It would help if there were a function that could output the data in a more machine readable format (tab delimited?) maybe at Module:languages/display.
Lua itself is a machine readable format isn't it? :) You may want to look at Module:list of languages, which is meant for generating human readable tables. You could use it for inspiration, at least. I do think that it should go in a private module (Module:User:Rukhabot) because it's unlikely that the module would be useful to anyone else. Not that I can foresee anyway. If someone else ends up needing it, it can always be renamed.
Yes, machine readable by Lua. And it's possible to just call eval with a local Lua instance. I see that there are Lua parsers for Python, which is good enough for me, but if you're using Perl you may have more trouble. All this doesn't matter anyway assuming the spacing on the page is consistent. Carry on.
If the format of Module:languages isn't suited to a bot, you can always write a module to convert it into a more suitable format. For example, one of the functions in such a module could generate a simple list of all languages that have the entry_name
property, and list the replacement rules along with each language, in whatever format the bot owner finds convenient to parse.

• **Challenge 1**
In the forum thread about Module:languages, which private module does the second comment suggest the code should go in?

• **Data supplied**
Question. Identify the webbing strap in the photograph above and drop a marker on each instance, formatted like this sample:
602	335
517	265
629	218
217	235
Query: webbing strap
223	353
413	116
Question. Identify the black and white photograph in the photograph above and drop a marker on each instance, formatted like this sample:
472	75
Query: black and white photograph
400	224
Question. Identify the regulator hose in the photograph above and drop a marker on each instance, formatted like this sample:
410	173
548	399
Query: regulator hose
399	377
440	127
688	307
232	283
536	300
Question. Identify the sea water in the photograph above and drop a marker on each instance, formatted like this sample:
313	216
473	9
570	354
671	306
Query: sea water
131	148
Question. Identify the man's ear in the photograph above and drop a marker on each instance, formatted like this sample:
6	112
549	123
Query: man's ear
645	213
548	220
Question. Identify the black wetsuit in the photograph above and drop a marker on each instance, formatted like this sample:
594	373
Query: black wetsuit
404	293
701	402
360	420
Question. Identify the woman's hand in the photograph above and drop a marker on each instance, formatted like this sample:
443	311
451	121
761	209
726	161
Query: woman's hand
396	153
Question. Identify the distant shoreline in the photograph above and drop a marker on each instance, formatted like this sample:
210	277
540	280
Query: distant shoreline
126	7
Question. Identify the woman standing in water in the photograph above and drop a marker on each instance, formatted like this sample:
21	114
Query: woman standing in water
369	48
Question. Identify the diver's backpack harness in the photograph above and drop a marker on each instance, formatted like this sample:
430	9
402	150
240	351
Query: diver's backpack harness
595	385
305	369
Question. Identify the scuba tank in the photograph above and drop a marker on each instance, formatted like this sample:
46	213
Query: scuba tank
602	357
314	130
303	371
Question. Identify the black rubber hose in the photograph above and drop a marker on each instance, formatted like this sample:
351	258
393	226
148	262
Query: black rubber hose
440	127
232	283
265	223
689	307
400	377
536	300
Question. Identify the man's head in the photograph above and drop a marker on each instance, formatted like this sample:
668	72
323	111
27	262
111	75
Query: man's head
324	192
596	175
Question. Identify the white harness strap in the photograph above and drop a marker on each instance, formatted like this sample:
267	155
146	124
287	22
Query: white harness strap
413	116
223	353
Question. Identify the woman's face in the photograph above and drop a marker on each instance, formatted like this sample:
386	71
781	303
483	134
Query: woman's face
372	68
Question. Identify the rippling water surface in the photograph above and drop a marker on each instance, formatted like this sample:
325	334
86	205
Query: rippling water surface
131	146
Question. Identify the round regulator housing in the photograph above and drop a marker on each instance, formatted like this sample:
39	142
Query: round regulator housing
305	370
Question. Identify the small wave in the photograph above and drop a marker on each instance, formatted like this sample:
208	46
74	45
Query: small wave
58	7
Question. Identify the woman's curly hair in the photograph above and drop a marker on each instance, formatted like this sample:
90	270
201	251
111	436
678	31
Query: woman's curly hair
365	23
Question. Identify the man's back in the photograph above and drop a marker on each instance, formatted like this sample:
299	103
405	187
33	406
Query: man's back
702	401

• **Challenge 2**
Rewrite only the stretch of the records from the line containing "Question. Identify the woman standing" through the end of the records, swapping "drop a marker" for "place a pin" and leaving everything else unchanged.

• **Full solution 1**
Module:User:Rukhabot

• **Full solution 2**
Question. Identify the woman standing in water in the photograph above and place a pin on each instance, formatted like this sample:
21	114
Query: woman standing in water
369	48
Question. Identify the diver's backpack harness in the photograph above and place a pin on each instance, formatted like this sample:
430	9
402	150
240	351
Query: diver's backpack harness
595	385
305	369
Question. Identify the scuba tank in the photograph above and place a pin on each instance, formatted like this sample:
46	213
Query: scuba tank
602	357
314	130
303	371
Question. Identify the black rubber hose in the photograph above and place a pin on each instance, formatted like this sample:
351	258
393	226
148	262
Query: black rubber hose
440	127
232	283
265	223
689	307
400	377
536	300
Question. Identify the man's head in the photograph above and place a pin on each instance, formatted like this sample:
668	72
323	111
27	262
111	75
Query: man's head
324	192
596	175
Question. Identify the white harness strap in the photograph above and place a pin on each instance, formatted like this sample:
267	155
146	124
287	22
Query: white harness strap
413	116
223	353
Question. Identify the woman's face in the photograph above and place a pin on each instance, formatted like this sample:
386	71
781	303
483	134
Query: woman's face
372	68
Question. Identify the rippling water surface in the photograph above and place a pin on each instance, formatted like this sample:
325	334
86	205
Query: rippling water surface
131	146
Question. Identify the round regulator housing in the photograph above and place a pin on each instance, formatted like this sample:
39	142
Query: round regulator housing
305	370
Question. Identify the small wave in the photograph above and place a pin on each instance, formatted like this sample:
208	46
74	45
Query: small wave
58	7
Question. Identify the woman's curly hair in the photograph above and place a pin on each instance, formatted like this sample:
90	270
201	251
111	436
678	31
Query: woman's curly hair
365	23
Question. Identify the man's back in the photograph above and place a pin on each instance, formatted like this sample:
299	103
405	187
33	406
Query: man's back
702	401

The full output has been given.